**Written instruction:** Copy each of the items below word for word, keeping every line unchanged and in its original order.

+===+

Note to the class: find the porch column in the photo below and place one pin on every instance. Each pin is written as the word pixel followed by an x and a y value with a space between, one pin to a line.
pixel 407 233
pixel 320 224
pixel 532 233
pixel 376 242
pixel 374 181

+===+

**In response:**
Note to the class: find the porch column in the photo below and place one pin on every instance. Each pin is written as the word pixel followed by an x and a y value with a space between, one pin to a line.
pixel 407 233
pixel 320 224
pixel 532 233
pixel 376 242
pixel 374 181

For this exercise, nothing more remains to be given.